コーポレート・ガバナンスニュース(2020/5/29)

本日は、以下の4つについて取り上げます。

  1. 物言う株主にコロナの受難 ハーツ破綻、毒薬条項も
  2. 「物言う株主」に対照的な対応をしたキリンとソフトバンク、日本企業の異質な構造
  3. アックマン氏、バークシャーやブラックストーンへの投資引き揚げ
  4. 天馬、米ファンドから取締役 6月総会で提案

1. 物言う株主にコロナの受難 ハーツ破綻、毒薬条項も

【注目ポイント(記事一部引用)】
大物アクティビスト(物言う株主)が相次いでコロナ禍の受難に見舞われている。22日に経営破綻した米レンタカー大手のハーツ・グローバル・ホールディングスの大株主は物言う株主として知られる米著名投資家のカール・アイカーン氏だ。国内では旧村上ファンド出身者が設立したエフィッシモ・キャピタル・マネージメントの一部保有株の売却が明らかになった。物言う株主の苦境が広がれば、株式市場の新陳代謝機能が低下し、成長を促す中長期の投資マネーが流出する可能性がある。

設問:
[1] 文章の冒頭で「取り上げます」とされている話題の見出しを、すべて挙げなさい。
[2] 文章のうち、「本日は、以下の4つについて取り上げます。」から「ネーが流出する可能性がある。」までを、その語句も含めてそのまま書き写しなさい。

データ:
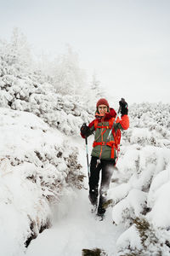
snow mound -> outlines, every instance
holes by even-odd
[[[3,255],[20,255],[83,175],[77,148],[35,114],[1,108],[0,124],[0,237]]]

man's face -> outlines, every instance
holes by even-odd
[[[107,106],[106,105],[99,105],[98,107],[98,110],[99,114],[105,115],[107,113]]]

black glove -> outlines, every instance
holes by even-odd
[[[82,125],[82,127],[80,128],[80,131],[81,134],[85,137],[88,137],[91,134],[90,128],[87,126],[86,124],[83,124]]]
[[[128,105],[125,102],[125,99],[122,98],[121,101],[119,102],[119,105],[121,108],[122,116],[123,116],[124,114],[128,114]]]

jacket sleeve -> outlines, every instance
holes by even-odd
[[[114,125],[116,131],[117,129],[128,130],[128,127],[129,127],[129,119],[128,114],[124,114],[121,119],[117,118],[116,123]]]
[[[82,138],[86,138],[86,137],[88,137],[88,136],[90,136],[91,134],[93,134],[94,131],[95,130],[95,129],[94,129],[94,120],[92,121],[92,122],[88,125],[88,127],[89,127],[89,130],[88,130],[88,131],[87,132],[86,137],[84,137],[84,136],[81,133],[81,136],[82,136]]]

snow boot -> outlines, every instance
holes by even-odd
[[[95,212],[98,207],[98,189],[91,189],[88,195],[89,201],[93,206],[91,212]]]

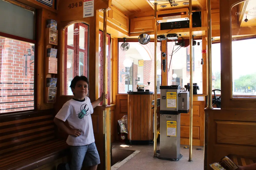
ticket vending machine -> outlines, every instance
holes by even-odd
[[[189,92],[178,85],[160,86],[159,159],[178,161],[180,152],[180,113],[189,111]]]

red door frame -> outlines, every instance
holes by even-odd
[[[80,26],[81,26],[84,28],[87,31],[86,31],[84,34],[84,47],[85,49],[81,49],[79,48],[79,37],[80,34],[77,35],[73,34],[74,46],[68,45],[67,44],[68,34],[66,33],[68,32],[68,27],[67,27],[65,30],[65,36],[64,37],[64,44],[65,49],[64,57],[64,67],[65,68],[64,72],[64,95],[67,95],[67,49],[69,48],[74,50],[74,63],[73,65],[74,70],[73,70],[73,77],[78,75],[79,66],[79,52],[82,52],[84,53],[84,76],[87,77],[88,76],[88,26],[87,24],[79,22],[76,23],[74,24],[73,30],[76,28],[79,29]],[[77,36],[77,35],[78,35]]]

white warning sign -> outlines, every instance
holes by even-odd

解答:
[1]
1. 物言う株主にコロナの受難 ハーツ破綻、毒薬条項も
2. 「物言う株主」に対照的な対応をしたキリンとソフトバンク、日本企業の異質な構造
3. アックマン氏、バークシャーやブラックストーンへの投資引き揚げ
4. 天馬、米ファンドから取締役 6月総会で提案

[2]
本日は、以下の4つについて取り上げます。

  1. 物言う株主にコロナの受難 ハーツ破綻、毒薬条項も
  2. 「物言う株主」に対照的な対応をしたキリンとソフトバンク、日本企業の異質な構造
  3. アックマン氏、バークシャーやブラックストーンへの投資引き揚げ
  4. 天馬、米ファンドから取締役 6月総会で提案

1. 物言う株主にコロナの受難 ハーツ破綻、毒薬条項も

【注目ポイント(記事一部引用)】
大物アクティビスト(物言う株主)が相次いでコロナ禍の受難に見舞われている。22日に経営破綻した米レンタカー大手のハーツ・グローバル・ホールディングスの大株主は物言う株主として知られる米著名投資家のカール・アイカーン氏だ。国内では旧村上ファンド出身者が設立したエフィッシモ・キャピタル・マネージメントの一部保有株の売却が明らかになった。物言う株主の苦境が広がれば、株式市場の新陳代謝機能が低下し、成長を促す中長期の投資マネーが流出する可能性がある。